= Objective 1 =
Please quote the passage of the forum thread on candidate keys starting with "(new 'tuple3 'TeacherRoomTime)" and going on through "1700)) teacher *)".
= Objective 2 =
Name everyone who posts in the forum thread on candidate keys, and give the time stamp of each post.
= Objective 3 =
Write what comes next in the forum thread on candidate keys, starting after its final line.

Bob Badour - 30 Aug 2007 21:43 GMT >>>>"JOG" <j...@cs.nott.ac.uk> wrote in message >> [quoted text clipped - 202 lines] > Off the top of my head, I'd say record either format and specify in > the set's intension that SSN<-> empID. I was thinking more along the lines of say a schedule relation:
Teacher Room Time Jim 100 4:00pm Bob 100 3:00pm Bob 200 4:00pm Jim 200 3:00pm
It has two candidate keys {Teacher,Time} and {Room,Time}
Neo - 30 Aug 2007 22:42 GMT > Teacher Room Time > Jim 100 4:00pm > Bob 100 3:00pm > Bob 200 4:00pm > Jim 200 3:00pm Below dbd script models above. In addition, Jim, Bob and Brian teach in room 300 at 5:00 pm.
(new 'teacher) (new 'room)
(new 'tuple1 'TeacherRoomTime) (set+ (it) teacher 'jim) (set+ (it) room '100) (set+ (it) time '1600)
(new 'tuple2 'TeacherRoomTime) (set+ (it) teacher 'bob) (set+ (it) room '100) (set+ (it) time '1500)
(new 'tuple3 'TeacherRoomTime) (set+ (it) teacher 'bob) (set+ (it) room '200) (set+ (it) time '1600)
(new 'tuple4 'TeacherRoomTime) (set+ (it) teacher 'jim) (set+ (it) room '200) (set+ (it) time '1500)
(new 'tuple5 'TeacherRoomTime) (set+ (it) teacher 'jim) (set+ (it) teacher 'bob) (set+ (it) teacher 'brian) (set+ (it) room '300) (set+ (it) time '1700)
(; Get teachers for room 300 at time 1700) (; Gets jim, bob and brian) (get (& (get TeacherRoomTime instance *) (get * room 300) (get * time 1700)) teacher *)
JOG - 30 Aug 2007 23:46 GMT > >>>>"JOG" <j...@cs.nott.ac.uk> wrote in message > [quoted text clipped - 212 lines] > > It has two candidate keys {Teacher,Time} and {Room,Time} Ahhh, the good old irreducible tuple, overlapping superkey example. Its been too long I tell you, too long. A good example. However, theres a much better reasoning against my 'left of the -> is the key' reasoning. I like to call it the 'that makes no sense whatsoever' complaint. Or the 'thats enough whisky for you' retort. I wrote nay but a few posts back:
[P1] Name(x, Jim) -> speaks_language(x, English) [P2] Name(x, Jim) -> speaks_language(x, German)

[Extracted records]
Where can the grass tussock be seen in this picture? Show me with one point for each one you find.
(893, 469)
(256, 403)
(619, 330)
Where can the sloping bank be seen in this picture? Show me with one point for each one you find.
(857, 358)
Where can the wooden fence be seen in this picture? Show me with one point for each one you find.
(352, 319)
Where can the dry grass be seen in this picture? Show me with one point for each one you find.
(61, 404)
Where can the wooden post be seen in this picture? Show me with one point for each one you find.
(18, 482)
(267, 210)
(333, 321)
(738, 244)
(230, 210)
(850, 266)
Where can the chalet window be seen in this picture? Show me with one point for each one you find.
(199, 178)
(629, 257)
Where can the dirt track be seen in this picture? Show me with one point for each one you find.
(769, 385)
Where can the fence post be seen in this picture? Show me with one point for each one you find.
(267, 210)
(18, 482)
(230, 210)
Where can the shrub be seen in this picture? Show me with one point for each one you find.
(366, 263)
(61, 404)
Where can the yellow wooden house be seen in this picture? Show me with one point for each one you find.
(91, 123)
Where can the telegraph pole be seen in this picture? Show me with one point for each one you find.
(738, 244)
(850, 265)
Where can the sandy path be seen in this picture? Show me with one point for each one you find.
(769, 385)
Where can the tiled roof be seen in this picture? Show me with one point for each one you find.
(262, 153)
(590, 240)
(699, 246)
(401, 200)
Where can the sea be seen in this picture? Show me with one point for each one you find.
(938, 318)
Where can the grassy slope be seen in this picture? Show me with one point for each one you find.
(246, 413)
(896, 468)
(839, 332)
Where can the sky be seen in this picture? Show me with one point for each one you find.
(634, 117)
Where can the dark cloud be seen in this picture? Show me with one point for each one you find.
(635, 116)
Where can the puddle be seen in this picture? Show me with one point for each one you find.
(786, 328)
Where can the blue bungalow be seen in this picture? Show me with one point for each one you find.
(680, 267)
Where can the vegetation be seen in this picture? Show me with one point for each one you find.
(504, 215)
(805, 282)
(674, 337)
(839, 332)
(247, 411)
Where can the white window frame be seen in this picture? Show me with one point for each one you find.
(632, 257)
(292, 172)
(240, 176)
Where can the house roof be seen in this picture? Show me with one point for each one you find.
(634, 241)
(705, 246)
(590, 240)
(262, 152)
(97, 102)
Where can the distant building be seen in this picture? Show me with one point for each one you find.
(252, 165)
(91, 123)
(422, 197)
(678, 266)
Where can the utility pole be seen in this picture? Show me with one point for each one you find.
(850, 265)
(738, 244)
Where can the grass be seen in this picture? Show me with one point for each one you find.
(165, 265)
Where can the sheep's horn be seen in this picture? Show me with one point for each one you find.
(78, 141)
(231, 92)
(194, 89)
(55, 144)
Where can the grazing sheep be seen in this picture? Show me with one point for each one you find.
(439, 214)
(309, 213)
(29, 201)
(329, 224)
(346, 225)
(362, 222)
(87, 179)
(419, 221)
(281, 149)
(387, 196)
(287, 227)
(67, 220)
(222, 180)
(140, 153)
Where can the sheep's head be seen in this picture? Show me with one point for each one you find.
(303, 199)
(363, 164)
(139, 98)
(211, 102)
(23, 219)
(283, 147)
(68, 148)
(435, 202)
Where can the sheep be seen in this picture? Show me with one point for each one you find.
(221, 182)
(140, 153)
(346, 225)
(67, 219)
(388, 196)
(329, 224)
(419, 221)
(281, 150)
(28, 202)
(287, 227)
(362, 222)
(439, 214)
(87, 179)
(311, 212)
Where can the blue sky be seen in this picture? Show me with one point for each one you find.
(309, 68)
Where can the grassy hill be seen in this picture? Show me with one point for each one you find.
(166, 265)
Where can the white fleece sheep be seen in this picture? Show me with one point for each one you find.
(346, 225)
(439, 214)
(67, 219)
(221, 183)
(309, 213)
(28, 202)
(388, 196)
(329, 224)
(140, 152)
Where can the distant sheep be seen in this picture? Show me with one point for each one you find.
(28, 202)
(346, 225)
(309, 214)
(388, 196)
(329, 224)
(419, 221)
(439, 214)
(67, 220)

= Exercise output 1 =
(new 'tuple3 'TeacherRoomTime) (set+ (it) teacher 'bob) (set+ (it) room '200) (set+ (it) time '1600)
(new 'tuple4 'TeacherRoomTime) (set+ (it) teacher 'jim) (set+ (it) room '200) (set+ (it) time '1500)
(new 'tuple5 'TeacherRoomTime) (set+ (it) teacher 'jim) (set+ (it) teacher 'bob) (set+ (it) teacher 'brian) (set+ (it) room '300) (set+ (it) time '1700)
(; Get teachers for room 300 at time 1700) (; Gets jim, bob and brian) (get (& (get TeacherRoomTime instance *) (get * room 300) (get * time 1700)) teacher *)

= Exercise output 2 =
Bob Badour: 30 Aug 2007 21:43 GMT
Neo: 30 Aug 2007 22:42 GMT
JOG: 30 Aug 2007 23:46 GMT

= Exercise output 3 =
Name:Jim appears twice as an antecedent. Genius. Hardly a key then. It is an enigmatic soul who manages to disprove himself in his own examples :/
I'm currently standing by the fact that its good to have attribute names explicitly stated though.
Brian Selzer - 31 Aug 2007 00:25 GMT [big snip]
>> > Are we agreed up to there? >> [quoted text clipped - 16 lines] > secondly the key is clearly expressed (all attributes to the left of > the ->) - there is no need for a magic header. I won't go here, since you've already realized that Name isn't a key. It is true that Name multidetermines Language, however.
>> where each quantifier binds a free variables in Speaks. Supposing that >> the [quoted text clipped - 17 lines] > Aye, but where have those all important attribute names disappeared > to? They are encoded in the predicate Speaks. It is not important to know the exact composition of the predicate Speaks, other than that the only free variables that appear in it are Name and Language. The parameterized notation above is easier to write yet conveys the same information than
(Speaks such that Name := Jim and Language := English) /\ (Speaks such that Name := Jim and Language := German) /\ ...etc....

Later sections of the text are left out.